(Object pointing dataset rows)
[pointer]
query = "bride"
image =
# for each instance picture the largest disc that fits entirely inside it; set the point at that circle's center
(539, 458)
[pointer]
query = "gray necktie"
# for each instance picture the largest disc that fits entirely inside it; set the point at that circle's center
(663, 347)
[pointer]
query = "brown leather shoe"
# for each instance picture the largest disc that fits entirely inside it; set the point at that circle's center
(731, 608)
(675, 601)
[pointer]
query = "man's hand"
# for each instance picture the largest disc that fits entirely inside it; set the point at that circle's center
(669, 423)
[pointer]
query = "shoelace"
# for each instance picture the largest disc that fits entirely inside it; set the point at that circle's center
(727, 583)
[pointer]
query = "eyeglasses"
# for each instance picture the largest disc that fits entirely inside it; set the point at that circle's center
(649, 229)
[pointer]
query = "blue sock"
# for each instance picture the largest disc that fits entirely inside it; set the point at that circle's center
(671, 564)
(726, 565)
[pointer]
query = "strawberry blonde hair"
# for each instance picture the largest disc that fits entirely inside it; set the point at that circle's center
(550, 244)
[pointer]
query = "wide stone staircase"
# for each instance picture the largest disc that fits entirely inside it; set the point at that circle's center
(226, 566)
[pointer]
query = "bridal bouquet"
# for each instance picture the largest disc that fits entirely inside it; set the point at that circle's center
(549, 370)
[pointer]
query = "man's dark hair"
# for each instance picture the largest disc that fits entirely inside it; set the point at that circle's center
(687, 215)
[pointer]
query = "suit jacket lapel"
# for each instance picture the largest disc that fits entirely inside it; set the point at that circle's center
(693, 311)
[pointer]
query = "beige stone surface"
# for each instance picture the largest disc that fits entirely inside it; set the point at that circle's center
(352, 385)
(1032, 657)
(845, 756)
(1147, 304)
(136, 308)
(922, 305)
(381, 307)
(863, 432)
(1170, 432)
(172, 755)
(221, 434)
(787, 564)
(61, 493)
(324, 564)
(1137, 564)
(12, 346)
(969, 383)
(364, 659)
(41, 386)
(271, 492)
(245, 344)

- [STATED PROBLEM]: Exactly reproduce every record.

- [RESULT BELOW]:
[pointer]
query = "bride"
image =
# for each instance picture the largest disc that fits entirely inside it; set the point at that circle's center
(539, 458)
[pointer]
query = "gray necktie"
# for each instance picture the largest disc that fits entirely inside it; set the point at that circle's center
(663, 347)
[pointer]
query = "brown leather shoe"
# for each instance picture the largest disc that fits entirely inside it; set the point at that circle's center
(731, 608)
(675, 601)
[pointer]
query = "man's hand"
# for each instance picture the largest disc that fits entirely inside it; set the point at that circle's center
(669, 423)
[pointer]
query = "shoelace"
# for each instance picture the largest disc that fits entirely inside it; set the point at that circle's center
(727, 583)
[pointer]
query = "eyeglasses"
# for each instance picture the largest disc that fits entirely inside it; set the point at that circle's center
(649, 229)
[pointer]
query = "blue sock"
# for each instance picture the largest disc that fits entirely inside it; set the point at that circle's center
(671, 564)
(726, 565)
[pointer]
query = "strawberry blonde hair"
# for each instance picture the largest disc that fits entirely inside it; set the point at that circle's center
(550, 244)
[pointer]
query = "wide stone staircase"
# for each instance picture the largest disc that fits entirely inside it; set the point at that circle's center
(226, 566)
[pointer]
query = "bridal bouquet"
# for each instance picture the largest disc that fits entirely inside it; set the point at that circle's center
(549, 370)
[pointer]
query = "man's dark hair"
# for each instance picture the largest disc that fits entirely inside it; set the point at that circle's center
(687, 215)
[pointer]
query = "suit jacket lapel"
# for each instance picture the largest disc that fits entirely inside it; set the point at that circle's center
(693, 311)
[pointer]
query = "beige stone surface"
# for each instance picture the largest disc that fits entirely inside it; set the point at that circle's center
(352, 385)
(1032, 657)
(845, 756)
(1147, 304)
(136, 308)
(922, 305)
(381, 307)
(863, 432)
(1170, 432)
(172, 755)
(221, 434)
(787, 564)
(61, 493)
(324, 564)
(1137, 564)
(12, 346)
(969, 383)
(364, 659)
(41, 386)
(271, 492)
(245, 344)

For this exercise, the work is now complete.